### Trecho fornecido
Julio Cesar Aguilar/AFP
Imagem: Julio Cesar Aguilar/AFP

Jorge Ramos

22/10/2015 00h01

Joan Manuel Serrat seguiu tantos caminhos em seus 50 anos de carreira artística que já perdeu o medo. É claro que quero falar sobre música com ele - suas canções são uma parte muito importante da trilha sonora da minha vida. Mas antes tenho de lhe perguntar sobre política, e proponho começar pelo incômodo. "Deve ser incômodo para os que têm algo a esconder", surpreende-me. Mas não para ele.

A Catalunha deve se tornar independente da Espanha?", pergunto a quem tanto defende o idioma catalão e teve de viver no exílio por suas críticas ao franquismo. "Concordo que as pessoas devem decidir sobre seu futuro", responde. "Outra coisa é que eu creia que seja conveniente para a Catalunha tornar-se independente da Espanha."

"Não acredita que seja conveniente?", repergunto.

"Não, não em absoluto", responde-me e continua: "Não creio que exista um conflito de uma entidade que assim o aconselhe... (A situação) se mantém porque convém às partes interessadas, digamos, ao governo da Catalunha ou ao governo da Espanha".

Entende as consequências do que disse: "Certamente isso me põe em conflito com 47% dos meus concidadãos que votaram" pela independência da Catalunha nas últimas eleições. (Aqui está o link com suas declarações)

Pergunto-lhe também sobre política americana, em particular sobre Donald Trump, o candidato republicano à Presidência que assumiu uma dura posição contra os imigrantes nos EUA.

"Trump me parece realmente terrível", comenta. "As coisas que chega a dizer me espantam. (...) É um mal-educado, um homem carente de toda educação. Está muito mais preocupado com seu penteado do que com a vida de outro ser humano."

Assim saímos do incômodo e nos cravamos na música.

Conto-lhe que minha nostálgica tarefa foi escutar durante dois dias sua "Antologia Desordenada". Suas canções - como "Señora", "Cantares" e "Penélope" - previsivelmente me fazem regressar décadas e me mudam de lugar. E era isso o que Serrat queria. "Elas lhe dão um golpe, uma sacudida, aquele cheiro, e o transporta ao lugar onde cresceu, ao lugar onde lhe aconteceu algo, onde algo o marcou."

A mim, faz regressar à minha primeira viagem a Madri - creio que em 1979 -, quando escutei Serrat em um show grátis na praça de touros de Las Ventas. Noite mágica. Mas os shows não são mais o que eram antes.

Há pouco tempo Serrat interrompeu um show e, aproximando-se de um senhor que gravava tudo em um celular, lhe perguntou: "Como vai a gravação? Não gostaria de ver o show ao vivo?" E eu digo que parece triste ter de cantar para telefones celulares. "É uma perda de oportunidade", reflete ele, "o celular lamentavelmente está se transformando em uma extensão de nosso braço. Não está certo. Eu, quando vou a um show, prefiro vê-lo ao vivo."

### Linhas disponíveis

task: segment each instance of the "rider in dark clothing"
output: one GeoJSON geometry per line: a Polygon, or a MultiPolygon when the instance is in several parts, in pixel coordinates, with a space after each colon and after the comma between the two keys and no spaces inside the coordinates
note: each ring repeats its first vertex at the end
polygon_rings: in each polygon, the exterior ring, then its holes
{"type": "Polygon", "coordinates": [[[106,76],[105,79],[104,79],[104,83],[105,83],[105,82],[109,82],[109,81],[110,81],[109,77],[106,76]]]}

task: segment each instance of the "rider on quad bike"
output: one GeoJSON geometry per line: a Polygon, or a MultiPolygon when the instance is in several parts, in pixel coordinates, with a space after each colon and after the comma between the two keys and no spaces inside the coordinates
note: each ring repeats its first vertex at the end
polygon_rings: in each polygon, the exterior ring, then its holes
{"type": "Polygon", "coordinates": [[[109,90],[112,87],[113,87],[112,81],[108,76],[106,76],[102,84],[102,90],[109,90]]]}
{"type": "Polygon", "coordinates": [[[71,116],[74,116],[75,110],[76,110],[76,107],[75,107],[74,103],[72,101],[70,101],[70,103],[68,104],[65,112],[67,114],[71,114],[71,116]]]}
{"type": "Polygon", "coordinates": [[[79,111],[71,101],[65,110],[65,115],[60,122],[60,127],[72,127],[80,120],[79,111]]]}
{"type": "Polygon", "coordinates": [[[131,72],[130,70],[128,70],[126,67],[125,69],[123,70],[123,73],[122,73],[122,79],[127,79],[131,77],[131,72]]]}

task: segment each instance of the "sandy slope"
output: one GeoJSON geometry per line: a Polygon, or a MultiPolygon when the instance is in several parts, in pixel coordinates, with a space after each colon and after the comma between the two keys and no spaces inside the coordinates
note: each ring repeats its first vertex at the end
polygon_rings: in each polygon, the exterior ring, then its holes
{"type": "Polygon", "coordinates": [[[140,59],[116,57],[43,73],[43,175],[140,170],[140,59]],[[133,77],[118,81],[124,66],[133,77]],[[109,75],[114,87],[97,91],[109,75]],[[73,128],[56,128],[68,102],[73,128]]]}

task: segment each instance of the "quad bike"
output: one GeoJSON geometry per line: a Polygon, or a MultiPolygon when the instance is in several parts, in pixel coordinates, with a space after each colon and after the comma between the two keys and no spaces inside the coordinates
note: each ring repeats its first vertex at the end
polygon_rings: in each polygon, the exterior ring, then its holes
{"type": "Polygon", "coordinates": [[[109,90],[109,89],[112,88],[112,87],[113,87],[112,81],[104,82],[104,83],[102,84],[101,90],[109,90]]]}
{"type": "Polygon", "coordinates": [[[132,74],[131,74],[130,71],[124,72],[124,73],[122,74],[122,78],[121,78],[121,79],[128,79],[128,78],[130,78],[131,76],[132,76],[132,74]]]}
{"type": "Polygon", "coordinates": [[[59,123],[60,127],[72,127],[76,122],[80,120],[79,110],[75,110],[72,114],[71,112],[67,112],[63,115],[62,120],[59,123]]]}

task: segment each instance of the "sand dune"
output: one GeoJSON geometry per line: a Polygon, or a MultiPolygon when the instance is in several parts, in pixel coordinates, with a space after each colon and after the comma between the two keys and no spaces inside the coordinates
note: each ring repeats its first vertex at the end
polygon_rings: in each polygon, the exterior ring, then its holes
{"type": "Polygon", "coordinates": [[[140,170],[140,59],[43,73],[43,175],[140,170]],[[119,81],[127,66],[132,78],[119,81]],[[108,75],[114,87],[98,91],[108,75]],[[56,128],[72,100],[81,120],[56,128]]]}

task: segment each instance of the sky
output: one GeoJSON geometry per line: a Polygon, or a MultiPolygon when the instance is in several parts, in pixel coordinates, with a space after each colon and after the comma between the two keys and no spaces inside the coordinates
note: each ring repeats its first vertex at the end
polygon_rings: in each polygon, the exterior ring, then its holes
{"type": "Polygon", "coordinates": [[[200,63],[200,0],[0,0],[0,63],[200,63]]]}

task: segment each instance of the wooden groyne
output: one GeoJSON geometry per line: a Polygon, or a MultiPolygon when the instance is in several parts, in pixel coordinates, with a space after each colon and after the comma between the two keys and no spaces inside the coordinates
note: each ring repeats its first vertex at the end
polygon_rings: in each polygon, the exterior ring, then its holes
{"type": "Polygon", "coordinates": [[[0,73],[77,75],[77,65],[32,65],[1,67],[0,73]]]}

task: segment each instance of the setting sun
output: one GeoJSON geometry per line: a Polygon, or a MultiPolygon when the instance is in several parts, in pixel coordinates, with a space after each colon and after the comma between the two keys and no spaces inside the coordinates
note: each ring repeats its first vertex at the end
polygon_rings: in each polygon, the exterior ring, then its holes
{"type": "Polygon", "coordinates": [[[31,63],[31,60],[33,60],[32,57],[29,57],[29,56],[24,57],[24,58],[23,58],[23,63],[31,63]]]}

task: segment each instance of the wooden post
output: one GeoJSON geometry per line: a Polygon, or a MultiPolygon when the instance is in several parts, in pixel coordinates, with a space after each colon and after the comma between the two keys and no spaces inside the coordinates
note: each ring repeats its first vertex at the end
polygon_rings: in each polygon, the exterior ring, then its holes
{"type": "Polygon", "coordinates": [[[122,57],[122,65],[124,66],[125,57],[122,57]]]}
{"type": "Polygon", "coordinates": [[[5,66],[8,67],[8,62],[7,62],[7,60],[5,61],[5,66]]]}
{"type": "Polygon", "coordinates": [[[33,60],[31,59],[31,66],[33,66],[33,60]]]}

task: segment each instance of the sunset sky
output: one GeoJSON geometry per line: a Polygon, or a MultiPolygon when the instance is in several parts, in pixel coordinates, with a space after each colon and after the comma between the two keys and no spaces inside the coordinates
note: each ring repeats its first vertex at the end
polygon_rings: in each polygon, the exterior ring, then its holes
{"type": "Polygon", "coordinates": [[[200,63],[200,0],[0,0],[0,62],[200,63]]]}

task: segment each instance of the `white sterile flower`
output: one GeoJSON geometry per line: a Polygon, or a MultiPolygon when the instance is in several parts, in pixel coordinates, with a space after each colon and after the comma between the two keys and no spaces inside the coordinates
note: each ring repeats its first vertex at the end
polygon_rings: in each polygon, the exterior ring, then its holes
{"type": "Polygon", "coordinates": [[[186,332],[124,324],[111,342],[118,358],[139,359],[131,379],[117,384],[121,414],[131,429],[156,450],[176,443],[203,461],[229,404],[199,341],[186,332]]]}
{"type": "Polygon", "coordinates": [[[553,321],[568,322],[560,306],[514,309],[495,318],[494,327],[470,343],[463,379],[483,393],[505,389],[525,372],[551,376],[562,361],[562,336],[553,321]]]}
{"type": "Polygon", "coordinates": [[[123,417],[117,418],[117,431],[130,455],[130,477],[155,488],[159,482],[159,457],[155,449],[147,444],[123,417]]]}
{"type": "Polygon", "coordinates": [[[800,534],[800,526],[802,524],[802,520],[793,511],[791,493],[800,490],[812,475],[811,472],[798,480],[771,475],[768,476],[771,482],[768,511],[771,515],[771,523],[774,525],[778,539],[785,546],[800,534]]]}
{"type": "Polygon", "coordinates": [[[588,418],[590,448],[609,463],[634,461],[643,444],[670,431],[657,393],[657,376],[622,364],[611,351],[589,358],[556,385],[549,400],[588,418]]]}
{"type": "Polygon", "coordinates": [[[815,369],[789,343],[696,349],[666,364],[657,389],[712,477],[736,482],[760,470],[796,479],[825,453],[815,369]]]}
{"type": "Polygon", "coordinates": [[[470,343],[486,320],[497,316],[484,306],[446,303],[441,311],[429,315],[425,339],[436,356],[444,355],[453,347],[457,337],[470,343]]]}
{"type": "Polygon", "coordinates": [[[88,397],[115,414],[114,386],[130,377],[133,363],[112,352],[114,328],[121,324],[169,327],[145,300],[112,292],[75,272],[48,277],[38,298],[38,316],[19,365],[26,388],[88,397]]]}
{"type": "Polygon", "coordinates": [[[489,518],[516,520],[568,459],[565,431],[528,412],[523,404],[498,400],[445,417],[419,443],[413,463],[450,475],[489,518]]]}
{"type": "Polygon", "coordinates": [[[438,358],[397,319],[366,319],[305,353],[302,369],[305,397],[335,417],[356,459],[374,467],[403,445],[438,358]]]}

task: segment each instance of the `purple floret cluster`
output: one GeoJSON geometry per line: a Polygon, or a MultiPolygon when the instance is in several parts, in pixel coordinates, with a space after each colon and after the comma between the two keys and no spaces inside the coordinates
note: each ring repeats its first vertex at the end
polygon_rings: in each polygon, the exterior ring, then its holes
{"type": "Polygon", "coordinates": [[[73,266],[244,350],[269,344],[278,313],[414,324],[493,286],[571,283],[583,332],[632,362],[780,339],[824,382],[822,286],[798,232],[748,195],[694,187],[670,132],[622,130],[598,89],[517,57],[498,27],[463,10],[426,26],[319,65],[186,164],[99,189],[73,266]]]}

### Objetivos
a) Conte, por favor, em quantas das linhas acima aparece a palavra "quad", levando em conta maiúsculas e minúsculas. Responda apenas com o número.
b) Retome o texto sobre a entrevista com Joan Manuel Serrat a partir do ponto em que ele termina.

### As respostas
a) 2

b)
Em sua canção "Fiesta", escreve, entusiasta: "Gloria a Dios en las alturas". Foi perdendo a Deus?, pergunto. "Ninguém perde a Deus - pratiquemos ou não - porque de alguma maneira Deus somos todos." Mas não tem esperanças de vida eterna. "Quando morrer, farei muito bem em ir desaparecendo totalmente." Vida após a vida? "Se me deparasse com essa surpresa, ficaria muito contente."

E contente também o faz o futebol. "O futebol faz parte de uma das épocas mais bonitas de nossas vidas", diz esse fanático pelo Barcelona, embora "possa gerar certa relação tribal entre os seres humanos". Mas até no futebol é generoso. "Tenho amigos do Real Madrid", confessa com um sorriso. "Se o Real Madrid não existisse, não sei contra quem o Barcelona jogaria."

Em sua canção "Cantares", fala de que não há caminho, "sino estelas en la mar" [senão rastros no mar]. E assim ele vive. "É maravilhoso não saber como as coisas vão sair", reflete. "Eu sempre tive a sensação de que nenhum caminho era obrigatório; quer dizer, que você sempre podia deixar o caminho e tomar outro."

Sugiro que essa canção - "Cantares" - é a que melhor reflete sua vida. Mas ele me corrige. "Eu ficaria com 'Canço de Bressol', que é uma canção dedicada a minha mãe, baseada em uma canção popular aragonesa e cantada em catalão e castelhano. Talvez seja a que de alguma maneira pudesse me identificar." (Aqui está o link, se quiserem ouvi-la)

Sua voz mudou com o tempo? "Noto menos diferença do que em outras partes do meu corpo", diz com uma careta alegre. Pergunto-lhe se, como conta em sua canção "Lucía", "as recordações são cada vez mais doces". Especialmente aos 71 anos de idade. "Provavelmente as [recordações] doces não foram tão doces", comenta. "Da mesma forma que o tempo acaba apodrecendo as recordações amargas - acaba tornando-as ferozes - e talvez não fossem tão ferozes."

No final, não deixa de me surpreender que esteja ali, na minha frente, quem cantou para mim por quase toda a minha vida. "Hoje é um bom dia", digo-lhe com agradecimento, antes de me despedir. "Sim, hoje é", diz ele, olhando-me nos olhos; aperta minha mão e vai embora.

Mas ficam-me, como sempre, suas canções.